● Данный отрывок:
Александр Иванович Куприн родился в Поволжье, в Пензенской губернии, в городе (ныне село) Наровчат, на берегу реки Шелдаис, притока реки Мокши. Как-то раз, стоя с друзьями укарты на железнодорожном вокзале в Самаре (что примерно на широте Пензы), мы читали названия мелких населенных пунктов Приволжского федерального округа. «Это не карта, а пинок под зад русским нацикам, — заметил кто-то. — На самой „русской“ реке — хорошо если одно славянское название на десяток».
Название «Наровчат», по самой распространенной версии, содержит в себе следы разных наречий: из мордовского нар —«поле», нароет— «полевые», щяйт —«болота», либо, напротив, тюркское чат —«возвышенность, кряж». В окрестностях действительно есть и поля, и болота, и возвышенность со знаменитыми пещерами, отображенная на гербе поселения. В 1913 году Куприн начал автобиографическое письмо Э. П. Юргенсону (известный библиограф, коллекционер рукописей и автографов) так:
«Родился я 26 августа 1870 г. Пензенской губ. в городе Наровчате, о котором до сих пор есть поговорка: „На-ровчат — одни колышки торчат“, потому что он аккуратно выгорает через каждые два года в третий дотла». В заметках Константина Паустовского о Куприне читаем: «Долгое время Наровчат по своей полной ничтожности пребывал в качестве так называемого „заштатного города“. В нем не было ничего примечательного, кроме ремесленников, делавших хорошие решета и бочки, и ржаных полей, подступавших вплотную к заставам Наровча-та. У городка этого по существу не было истории, как не было и своих летописцев. Да и в литературе Наровчат до революции ни разу не отмечался».
Что ж, печальная рисуется картина — видимо, так все и было во времена Куприна, да и сейчас Наровчат вряд ли самое оживленное место на земле. Потому совершенно неудивительно, что Куприн так уцепился за миф о происхождении своего рода (по линии матери) от татарских князей Куланчаковых — отзвук древней и гордой истории сообщал некоторую романтику как провинциальному существованию ранних лет, так и последовавшим за ним скитаниям по казенным домам.

● Строки данных:

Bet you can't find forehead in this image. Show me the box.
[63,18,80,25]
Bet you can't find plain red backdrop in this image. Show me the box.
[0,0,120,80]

● Выполните задания:
a: Изложите отрывок о Куприне и Наровчате в двух предложениях.
b: Продублируйте из отрывка о Куприне все, что идет начиная со слов «Что ж, печальная» и вниз вплоть до слов «по казенным домам.».
Материал выше отделен от отрывка и к нему не относится.

● Результаты заданий:
a: Куприн родился в Наровчате Пензенской губернии, чье название, по распространенной версии, восходит к мордовским или тюркским словам; сам писатель приводил поговорку о регулярно выгоравшем городе, а Паустовский называл его ничтожным заштатным городком без истории. Поэтому неудивительно, что Куприн держался мифа о происхождении своего рода по линии матери от татарских князей Куланчаковых, придававшего романтику его провинциальному детству и последующим скитаниям.

b:
Что ж, печальная рисуется картина — видимо, так все и было во времена Куприна, да и сейчас Наровчат вряд ли самое оживленное место на земле. Потому совершенно неудивительно, что Куприн так уцепился за миф о происхождении своего рода (по линии матери) от татарских князей Куланчаковых — отзвук древней и гордой истории сообщал некоторую романтику как провинциальному существованию ранних лет, так и последовавшим за ним скитаниям по казенным домам.